_GOAL:_
Copy every line of the listing below word for word, leaving out the pictures.

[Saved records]
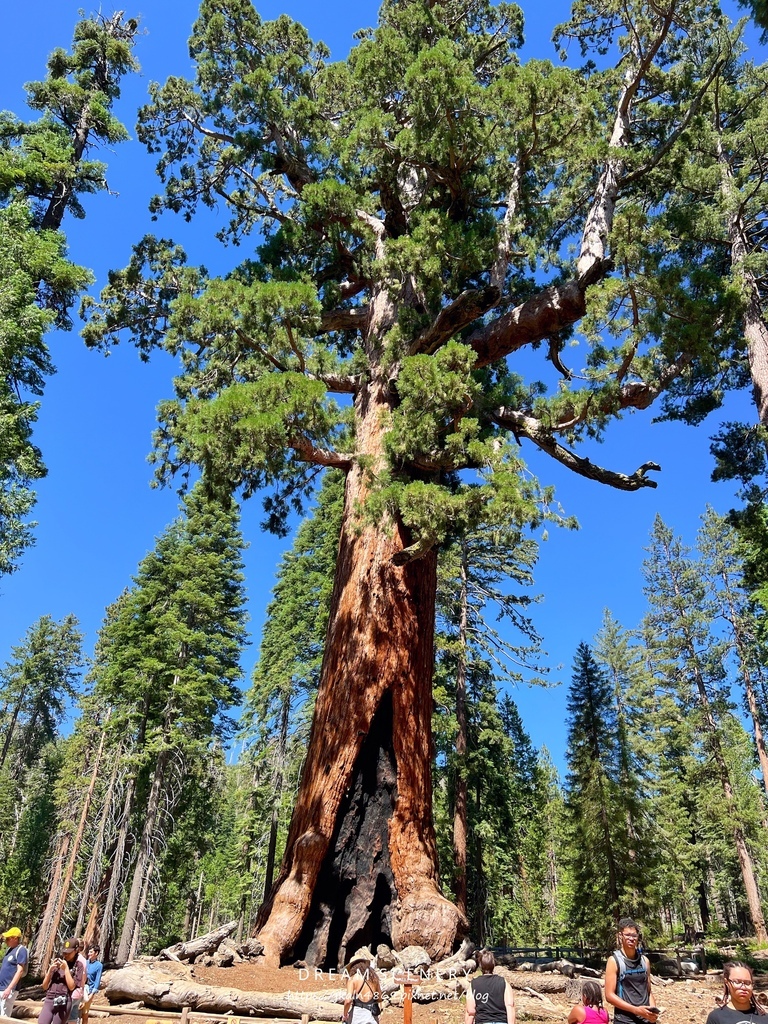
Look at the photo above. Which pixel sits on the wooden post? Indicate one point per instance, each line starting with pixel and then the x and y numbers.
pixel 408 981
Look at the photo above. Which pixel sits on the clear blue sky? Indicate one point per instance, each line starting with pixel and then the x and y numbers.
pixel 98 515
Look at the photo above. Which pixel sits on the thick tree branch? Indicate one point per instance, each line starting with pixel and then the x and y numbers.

_ANSWER TO THIS TASK:_
Look at the photo above. Which pixel sits on the wooden post? Indicate one point per instance, each line starting with pixel and then the x and y numbers.
pixel 408 981
Look at the photo above. Which pixel sits on the clear blue sky? Indicate one point per instance, each line starting with pixel and then the x and y numbers.
pixel 98 515
Look at the photo above. Which pixel sits on the thick tree branch? Indicate one point per instance, each line starting with pixel and then the x and y numbers.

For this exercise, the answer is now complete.